(THE DATA begins)

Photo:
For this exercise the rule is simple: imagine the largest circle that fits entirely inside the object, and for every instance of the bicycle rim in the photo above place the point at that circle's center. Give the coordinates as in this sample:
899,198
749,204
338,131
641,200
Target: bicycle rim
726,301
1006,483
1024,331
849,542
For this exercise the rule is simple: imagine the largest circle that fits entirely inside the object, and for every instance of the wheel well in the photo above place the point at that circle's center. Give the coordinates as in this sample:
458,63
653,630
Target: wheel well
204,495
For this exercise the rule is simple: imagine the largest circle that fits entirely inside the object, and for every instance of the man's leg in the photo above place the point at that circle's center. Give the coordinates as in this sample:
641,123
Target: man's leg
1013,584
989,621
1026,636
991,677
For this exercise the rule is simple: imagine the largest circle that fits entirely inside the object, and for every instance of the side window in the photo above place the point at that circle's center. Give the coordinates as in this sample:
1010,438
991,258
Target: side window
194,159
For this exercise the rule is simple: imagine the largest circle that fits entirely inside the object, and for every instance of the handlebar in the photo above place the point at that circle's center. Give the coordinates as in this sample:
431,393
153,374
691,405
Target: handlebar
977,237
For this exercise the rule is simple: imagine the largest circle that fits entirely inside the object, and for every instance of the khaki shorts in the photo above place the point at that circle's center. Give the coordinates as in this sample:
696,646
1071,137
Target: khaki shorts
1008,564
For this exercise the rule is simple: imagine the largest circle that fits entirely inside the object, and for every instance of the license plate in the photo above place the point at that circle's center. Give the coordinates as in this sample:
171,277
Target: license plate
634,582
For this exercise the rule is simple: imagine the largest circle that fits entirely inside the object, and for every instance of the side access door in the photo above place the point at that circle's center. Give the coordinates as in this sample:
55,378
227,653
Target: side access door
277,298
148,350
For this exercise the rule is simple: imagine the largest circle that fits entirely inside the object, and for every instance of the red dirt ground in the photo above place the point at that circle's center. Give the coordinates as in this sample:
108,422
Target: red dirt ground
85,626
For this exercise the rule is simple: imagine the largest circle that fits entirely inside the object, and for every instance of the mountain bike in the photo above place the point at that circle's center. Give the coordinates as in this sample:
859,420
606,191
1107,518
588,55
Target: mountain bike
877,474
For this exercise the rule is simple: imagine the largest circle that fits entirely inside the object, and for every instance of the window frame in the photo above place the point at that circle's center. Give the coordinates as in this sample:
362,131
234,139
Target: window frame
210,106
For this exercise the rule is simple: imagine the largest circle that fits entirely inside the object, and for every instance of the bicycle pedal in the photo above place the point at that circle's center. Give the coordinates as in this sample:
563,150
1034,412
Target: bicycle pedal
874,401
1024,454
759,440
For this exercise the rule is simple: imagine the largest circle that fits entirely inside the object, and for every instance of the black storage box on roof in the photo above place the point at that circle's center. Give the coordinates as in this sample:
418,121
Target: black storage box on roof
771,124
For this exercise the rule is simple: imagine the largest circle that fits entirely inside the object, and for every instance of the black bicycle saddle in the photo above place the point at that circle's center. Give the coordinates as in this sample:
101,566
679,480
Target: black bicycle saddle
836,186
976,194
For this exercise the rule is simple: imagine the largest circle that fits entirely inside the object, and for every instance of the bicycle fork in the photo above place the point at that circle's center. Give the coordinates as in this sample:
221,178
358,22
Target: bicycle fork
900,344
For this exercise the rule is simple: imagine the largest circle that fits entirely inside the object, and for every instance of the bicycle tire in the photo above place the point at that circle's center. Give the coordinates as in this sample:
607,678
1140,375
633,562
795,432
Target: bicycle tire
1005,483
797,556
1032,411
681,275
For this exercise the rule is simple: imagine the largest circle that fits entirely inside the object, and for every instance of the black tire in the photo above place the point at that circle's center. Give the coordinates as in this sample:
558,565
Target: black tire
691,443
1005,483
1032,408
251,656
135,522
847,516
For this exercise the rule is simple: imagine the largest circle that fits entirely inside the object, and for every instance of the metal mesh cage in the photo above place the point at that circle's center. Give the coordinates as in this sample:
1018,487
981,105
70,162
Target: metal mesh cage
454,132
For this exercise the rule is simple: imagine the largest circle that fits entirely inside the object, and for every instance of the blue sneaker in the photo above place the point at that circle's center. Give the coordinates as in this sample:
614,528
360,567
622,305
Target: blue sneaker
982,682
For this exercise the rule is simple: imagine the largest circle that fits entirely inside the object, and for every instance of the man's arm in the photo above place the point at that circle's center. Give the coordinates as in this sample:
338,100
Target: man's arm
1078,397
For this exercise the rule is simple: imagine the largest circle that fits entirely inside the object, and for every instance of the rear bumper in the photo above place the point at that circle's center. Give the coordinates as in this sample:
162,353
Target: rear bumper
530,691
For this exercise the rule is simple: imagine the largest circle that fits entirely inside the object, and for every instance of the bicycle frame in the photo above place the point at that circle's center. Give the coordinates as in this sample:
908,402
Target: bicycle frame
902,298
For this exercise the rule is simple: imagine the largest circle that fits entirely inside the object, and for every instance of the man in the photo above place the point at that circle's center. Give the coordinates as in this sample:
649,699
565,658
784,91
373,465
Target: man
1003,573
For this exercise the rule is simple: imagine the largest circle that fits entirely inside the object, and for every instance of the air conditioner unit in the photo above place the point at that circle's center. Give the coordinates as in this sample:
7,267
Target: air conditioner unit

(THE DATA ends)

[TO DO] Return all the lines shown above, precisely as they stand.

[RESPONSE AREA]
Photo:
For this exercise the rule is simple: imagine the largest circle that fits entirely inside the object, and for every instance of the bicycle rim in the photo above place the point at that circle's center. Give the coordinates as in this sample:
899,198
749,204
338,131
641,200
Target: bicycle rim
726,301
1006,483
1024,331
849,542
For this exercise the rule is simple: imagine the largest circle that fits entirely inside the object, and for every instance of the wheel well in the photo above place the point at that circle's center. Give the coordinates as in this sample:
458,63
653,630
Target: wheel well
204,495
For this exercise the rule is simple: imagine the largest circle that fits entirely inside the object, and for every instance of the man's leg in the photo above place the point at that circle's center. Give the coordinates as in this sample:
641,123
Target: man's leg
1013,584
989,621
1026,636
991,677
For this exercise the rule is simple: imagine the largest circle that fits entirely inside the object, and for every instance of the side window in the photo above place the point at that circle's center. Give the coordinates as in this sample:
1010,438
991,258
Target: side window
194,159
For this exercise the rule is simple: imagine the largest circle that fits entirely inside the object, and for every instance of the handlebar in the photo above place the point at that circle's center. Give the coordinates as in this sample:
431,393
153,374
691,405
Target: handlebar
977,237
For this exercise the rule is simple: imagine the largest circle that fits entirely inside the object, and for every instance of the khaki shorts in the photo above place the point at that circle's center. Give the coordinates as in this sample:
696,646
1071,137
Target: khaki shorts
1008,564
For this exercise the rule is simple: imagine the largest circle that fits entirely inside the object, and for every instance of the license plate in the photo above place the point at that circle's center. Give the coordinates as in this sample:
171,277
Target: license plate
634,582
For this exercise the rule is simple: imagine the largest circle that fits entirely inside the object, and for every instance of the side access door in the photo above place the point at that circle's center. Give the coordinates as in this sample:
55,378
227,653
Target: side access door
277,298
148,350
For this exercise the rule is simple: imagine the largest circle that fits entirely inside the object, and for every instance of the red dirt ground in the photo above place the point at that circle's center. Give the coordinates as in this sample:
108,422
Target: red dirt ground
85,626
For this exercise the rule is simple: imagine the largest circle that fits entirely inside the object, and for every instance of the mountain bike in the photo above place the point at that circle's center. Give the coordinates as in this sample:
859,420
606,191
1107,518
588,55
Target: mountain bike
877,474
For this exercise the rule is simple: imagine the largest circle that fits entirely inside the object, and for every instance of the window frame in the photo above place the point at that circle's center. Give the coordinates as in this sample:
362,131
234,139
Target: window frame
210,106
For this exercise the rule is simple: imagine the largest circle that fits entirely inside the object, and for every instance of the bicycle pedal in the photo above place the point at that circle's center. Give the coordinates as in this sample:
563,150
1034,412
Target: bicycle pedal
874,401
1024,454
759,440
For this exercise the rule is simple: imagine the largest circle that fits entirely inside the object, and for every instance of the black storage box on roof in the photo above place the point at that circle's center. Give the coordinates as in this sample:
418,121
Target: black storage box on roof
771,124
For this exercise the rule is simple: imagine the largest circle that fits entirely inside the object, and for every instance of the black bicycle saddle in the photo above place the point at that circle's center. Give the coordinates as in this sample:
101,566
679,480
Target: black bicycle saddle
836,186
976,194
For this exercise the rule is simple: imagine the largest circle that fits entirely inside the object, and for every instance of the bicycle fork in the photo above place the point at that circle's center. Give the coordinates as in this sample:
221,178
358,22
Target: bicycle fork
900,344
For this exercise the rule is simple: imagine the largest circle that fits entirely inside the object, and for every instance of the bicycle tire in the photo above place the point at that circle's center. Give the coordinates as in this sample:
607,678
1140,375
633,562
795,432
Target: bicycle tire
1005,483
797,556
1032,411
681,275
For this exercise the rule is simple: imagine the largest circle that fits entirely inside the object, and for every instance of the black tire in the photo above place the point at that circle's center. Give the coordinates as in this sample:
558,565
Target: black tire
691,443
1005,483
1032,408
251,656
135,522
847,516
For this exercise the rule is simple: imagine the largest circle that fits entirely inside the object, and for every instance of the metal mesh cage in the photo above place the point at that circle's center. Give the coordinates as in this sample:
1018,487
981,105
70,162
Target: metal mesh cage
454,132
For this exercise the rule is simple: imagine the largest circle that fits entirely inside the object, and for every instance of the blue sneaker in the photo above place the point at that circle's center. Give the coordinates as in this sample:
614,528
360,567
622,305
Target: blue sneaker
982,682
For this exercise the rule is simple: imagine the largest circle that fits entirely inside the object, and for every instance of the man's arm in the photo above place the point at that circle's center. Give the coordinates as in this sample:
338,100
Target: man's arm
1078,397
For this exercise the rule is simple: imagine the largest circle that fits entirely inside the object, and for every instance of the rear bumper in the photo above place the point at that circle's center. Give the coordinates as in this sample:
162,353
Target: rear bumper
530,691
For this exercise the rule is simple: imagine the largest circle that fits entirely inside the object, and for every instance of the bicycle frame in the photo above place the point at that circle's center. Give the coordinates as in this sample:
908,402
Target: bicycle frame
902,298
For this exercise the rule is simple: imagine the largest circle that fits entirely inside the object, and for every instance of the man in the photo above place the point at that circle's center. Give the coordinates as in this sample:
649,699
565,658
784,91
373,465
Target: man
1003,573
For this exercise the rule is simple: imagine the largest circle that fits entirely inside the object, and for every instance of the air conditioner unit in the photo above place the point at that circle's center. Give the coordinates as in this sample:
7,267
Target: air conditioner unit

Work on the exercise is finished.